GOAL: From the line that includes "For the audit set, annotate each instance of the rocky ridge" to the last line of the data, quote each line precisely; both boundary lines belong in the answer.

• • • • • • •

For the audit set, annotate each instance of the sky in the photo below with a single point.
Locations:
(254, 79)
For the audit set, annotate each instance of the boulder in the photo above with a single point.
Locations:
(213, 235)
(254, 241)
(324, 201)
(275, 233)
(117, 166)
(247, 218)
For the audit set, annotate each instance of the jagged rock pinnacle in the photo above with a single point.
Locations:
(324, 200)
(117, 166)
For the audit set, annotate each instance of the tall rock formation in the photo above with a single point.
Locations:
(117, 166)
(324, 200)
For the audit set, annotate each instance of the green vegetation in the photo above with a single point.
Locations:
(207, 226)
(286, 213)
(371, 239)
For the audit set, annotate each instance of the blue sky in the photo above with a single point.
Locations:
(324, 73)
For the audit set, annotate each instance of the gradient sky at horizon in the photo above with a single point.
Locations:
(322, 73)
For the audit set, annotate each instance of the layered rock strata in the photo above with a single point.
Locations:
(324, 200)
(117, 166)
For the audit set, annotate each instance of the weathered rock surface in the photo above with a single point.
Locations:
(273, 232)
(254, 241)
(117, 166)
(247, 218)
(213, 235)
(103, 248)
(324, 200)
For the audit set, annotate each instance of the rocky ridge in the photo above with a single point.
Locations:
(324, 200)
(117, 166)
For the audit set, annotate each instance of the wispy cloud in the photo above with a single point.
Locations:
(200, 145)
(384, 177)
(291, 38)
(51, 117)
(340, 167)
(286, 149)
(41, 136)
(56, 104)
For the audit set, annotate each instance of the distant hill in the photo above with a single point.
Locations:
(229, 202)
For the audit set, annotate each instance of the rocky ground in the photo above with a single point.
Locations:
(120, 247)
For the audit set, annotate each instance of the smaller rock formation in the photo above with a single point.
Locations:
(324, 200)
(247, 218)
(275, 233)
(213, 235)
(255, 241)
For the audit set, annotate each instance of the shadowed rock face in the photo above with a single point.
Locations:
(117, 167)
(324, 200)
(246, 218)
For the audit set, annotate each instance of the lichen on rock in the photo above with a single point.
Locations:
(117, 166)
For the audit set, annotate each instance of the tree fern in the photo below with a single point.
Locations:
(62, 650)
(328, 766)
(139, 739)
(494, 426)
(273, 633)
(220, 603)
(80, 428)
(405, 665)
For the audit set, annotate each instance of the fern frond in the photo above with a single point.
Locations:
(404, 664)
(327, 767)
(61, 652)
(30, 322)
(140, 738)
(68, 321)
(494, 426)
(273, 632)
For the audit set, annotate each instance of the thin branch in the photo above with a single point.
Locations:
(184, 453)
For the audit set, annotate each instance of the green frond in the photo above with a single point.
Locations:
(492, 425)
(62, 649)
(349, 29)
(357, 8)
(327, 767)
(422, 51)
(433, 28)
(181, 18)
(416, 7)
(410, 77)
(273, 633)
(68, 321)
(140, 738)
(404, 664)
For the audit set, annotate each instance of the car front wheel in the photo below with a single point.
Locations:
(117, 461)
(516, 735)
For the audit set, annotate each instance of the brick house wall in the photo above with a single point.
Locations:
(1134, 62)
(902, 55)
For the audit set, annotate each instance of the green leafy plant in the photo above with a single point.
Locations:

• • • • • • •

FULL OUTPUT:
For the audit set, annotate each instance of the rocky ridge in the photo above with a single point.
Locations:
(324, 200)
(117, 166)
For the audit set, annotate each instance of the wispy cloud in the photo above with a single point.
Locations:
(200, 145)
(384, 177)
(291, 38)
(51, 117)
(340, 167)
(286, 149)
(41, 136)
(56, 104)
For the audit set, annotate each instance of the distant hill in the photo above with a single point.
Locations:
(229, 202)
For the audit set, annotate each instance of the rocky ground in the photo above with a single point.
Locations:
(120, 247)
For the audit set, annotate each instance of the smaller rock formation in the photo above with a single point.
Locations:
(324, 200)
(247, 218)
(275, 233)
(213, 235)
(255, 241)
For the audit set, annotate each instance of the shadowed rock face in the photo above with a single point.
Locations:
(117, 167)
(324, 200)
(246, 218)
For the audit set, annotate each instance of the lichen on rock in the photo above with a single point.
Locations:
(117, 166)
For the audit set, annotate each instance of the tree fern in the photo below with a single point.
Locations:
(62, 650)
(328, 766)
(139, 739)
(494, 426)
(273, 633)
(220, 603)
(80, 428)
(405, 665)
For the audit set, annotate each instance of the fern frond in the photo above with a single point.
Locations:
(404, 664)
(327, 767)
(61, 652)
(30, 322)
(140, 738)
(68, 321)
(494, 426)
(273, 632)
For the audit set, annotate each instance of the thin branch in the photo above with a single point.
Locations:
(184, 453)
For the audit set, annotate each instance of the green frond in the photo above with a single point.
Locations:
(492, 425)
(62, 649)
(349, 29)
(357, 8)
(327, 767)
(422, 51)
(433, 28)
(181, 18)
(416, 7)
(410, 77)
(273, 633)
(68, 321)
(140, 738)
(404, 664)
For the audit set, annotate each instance of the car front wheel in the photo below with a single point.
Locations:
(117, 461)
(516, 735)
For the audit set, annotate each instance of the brick house wall in the photo above with a single point.
Locations:
(1134, 62)
(902, 55)
For the audit set, annotate each instance of the green leafy plant in the photo above with a single point.
Locations:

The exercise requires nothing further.